Extract every line of the records below and reproduce each one verbatim, in the same order.

Position annotation records:
§
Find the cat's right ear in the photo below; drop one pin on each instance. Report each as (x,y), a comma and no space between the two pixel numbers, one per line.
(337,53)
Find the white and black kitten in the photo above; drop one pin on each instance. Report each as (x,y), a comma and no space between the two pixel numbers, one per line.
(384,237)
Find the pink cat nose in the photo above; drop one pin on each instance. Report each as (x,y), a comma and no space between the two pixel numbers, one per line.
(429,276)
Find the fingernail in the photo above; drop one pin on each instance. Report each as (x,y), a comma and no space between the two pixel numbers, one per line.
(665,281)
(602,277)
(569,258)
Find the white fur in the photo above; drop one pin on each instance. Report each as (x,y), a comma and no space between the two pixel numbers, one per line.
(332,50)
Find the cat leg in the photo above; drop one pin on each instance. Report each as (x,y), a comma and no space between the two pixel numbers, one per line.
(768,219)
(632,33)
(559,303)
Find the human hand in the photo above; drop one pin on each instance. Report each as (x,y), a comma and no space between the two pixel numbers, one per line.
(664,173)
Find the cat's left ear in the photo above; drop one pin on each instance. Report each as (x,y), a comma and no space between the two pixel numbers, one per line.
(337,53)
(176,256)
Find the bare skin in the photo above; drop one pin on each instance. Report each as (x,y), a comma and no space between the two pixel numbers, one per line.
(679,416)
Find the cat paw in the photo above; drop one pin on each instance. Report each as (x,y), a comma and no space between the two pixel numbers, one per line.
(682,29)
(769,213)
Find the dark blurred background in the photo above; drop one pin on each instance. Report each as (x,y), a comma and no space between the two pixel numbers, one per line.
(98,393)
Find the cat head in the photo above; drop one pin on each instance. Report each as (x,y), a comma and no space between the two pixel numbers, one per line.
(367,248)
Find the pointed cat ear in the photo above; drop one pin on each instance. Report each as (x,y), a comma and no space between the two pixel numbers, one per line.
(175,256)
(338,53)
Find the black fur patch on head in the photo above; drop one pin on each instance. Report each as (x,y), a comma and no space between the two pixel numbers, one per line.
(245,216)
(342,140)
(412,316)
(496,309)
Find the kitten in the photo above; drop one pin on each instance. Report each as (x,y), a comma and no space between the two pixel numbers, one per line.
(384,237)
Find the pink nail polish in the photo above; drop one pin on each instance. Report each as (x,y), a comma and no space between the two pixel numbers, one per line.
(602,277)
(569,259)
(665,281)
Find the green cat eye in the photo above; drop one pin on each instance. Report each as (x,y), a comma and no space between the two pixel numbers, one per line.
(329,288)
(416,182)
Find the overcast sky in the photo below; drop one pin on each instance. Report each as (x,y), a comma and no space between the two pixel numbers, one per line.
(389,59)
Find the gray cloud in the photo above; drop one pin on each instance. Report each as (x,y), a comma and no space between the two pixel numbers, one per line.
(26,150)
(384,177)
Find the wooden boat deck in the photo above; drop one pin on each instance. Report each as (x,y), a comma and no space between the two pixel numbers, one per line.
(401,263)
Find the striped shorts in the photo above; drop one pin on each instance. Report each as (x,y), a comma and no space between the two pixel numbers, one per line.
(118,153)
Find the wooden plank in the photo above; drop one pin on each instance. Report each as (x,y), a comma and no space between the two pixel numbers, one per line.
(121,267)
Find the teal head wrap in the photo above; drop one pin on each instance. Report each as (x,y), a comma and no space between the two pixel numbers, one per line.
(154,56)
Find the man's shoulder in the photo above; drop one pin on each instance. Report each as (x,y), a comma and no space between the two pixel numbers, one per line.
§
FULL RESPONSE:
Find the cat's right ear in the photo below; drop one pin on each instance. Report each as (x,y), a comma and no space between the two pixel numbers, one per line.
(337,53)
Find the white and black kitten in the photo above; drop one pin on each instance. Report each as (x,y), a comma and no space between the two pixel numbers, one per line.
(384,237)
Find the pink cat nose in the photo above; drop one pin on each instance. Report each as (x,y), a comma and no space between the two pixel numbers, one per line.
(429,276)
Find the fingernail in the photo above; drop one pin on each instance. Report each as (x,y), a comma and no space between the two pixel numbers, one per line.
(665,281)
(602,277)
(569,258)
Find the white fur in the photo above; drop one pin on each instance. Report each as (x,y), a comma and no space between the two pixel numbers, one per line.
(332,50)
Find the cat leg in the photo above; drop one pin on each instance. Report each as (x,y), a comma and no space between the two pixel numbers, one per line.
(768,219)
(632,33)
(559,303)
Find the human hand in the photo above; drop one pin on each instance. Report each as (x,y), a comma and no space between the two pixel numbers, one per line.
(664,173)
Find the cat's left ear in the photo above; drop one pin on each instance. Report each as (x,y), a comma and no space between the two pixel numbers, one per line.
(337,53)
(176,256)
Find the bare skin in the photo above; drop one pin on each instance. Report each as (x,y), a comma and no space between the two pixel numbers, one per line.
(679,416)
Find the cat paw in the photo above; drop one pin on each instance. Report each as (x,y), a comma and no space between the two pixel numbers, one per line.
(682,29)
(769,213)
Find the dark blurred background in the photo above; drop one pin on each instance. Report each as (x,y), a comma and no space between the two pixel numbers, one per line.
(98,393)
Find the cat head in the photo above; drop one pin on each instance. Report each as (x,y), a comma and no space between the two pixel numbers, one per line.
(367,248)
Find the pointed cat ear in the photo above; drop one pin on each instance. Report each as (x,y), a comma and no space between the two pixel numbers, one per line.
(175,256)
(338,53)
Find the black fur patch on head in the photo above; drop one pin on each instance. Report each as (x,y), a comma and no space between the two pixel numbers, one per line.
(245,216)
(342,140)
(412,316)
(496,309)
Find the kitten in the photo above; drop one pin on each instance. Report each as (x,y), a comma and no space between the two pixel numbers, one per line.
(384,237)
Find the pink nail polish in the photo above; drop one pin on each instance. Report each as (x,y), a comma and no space between the two pixel numbers, one per line.
(602,277)
(569,259)
(665,281)
Find the green cat eye in the photo above; drop one pin on each instance. Report each as (x,y), a comma and no space between the two pixel numbers, one per line.
(329,288)
(416,182)
Find the overcast sky in the photo below; drop one pin on each instance. Report each as (x,y), a comma and no space between the two pixel numbers, one per line.
(389,59)
Find the gray cloud in the photo above; drop one pin on each instance. Report each as (x,y), a comma and no space between the two pixel numbers, one per line.
(26,150)
(384,177)
Find the wooden boat deck in the photo above; drop one pin on each instance. Report each as (x,y), a comma and no space between the two pixel numbers, one per line.
(401,263)
Find the striped shorts in the photo above; drop one pin on each instance. Report each as (x,y), a comma and no space between the two pixel numbers, one per line.
(118,153)
Find the wooden plank in the photo above; drop one pin on each instance. Report each as (x,y), a comma and no space between the two pixel numbers, one per line.
(121,267)
Find the teal head wrap in the photo above; drop one pin on each instance. Report each as (x,y), a comma and no space between the two pixel numbers, one per line.
(154,56)
Find the man's shoulder in the photo above; drop one pin on each instance. Report each as (x,y), a comma and no space between the two pixel numbers, one per line.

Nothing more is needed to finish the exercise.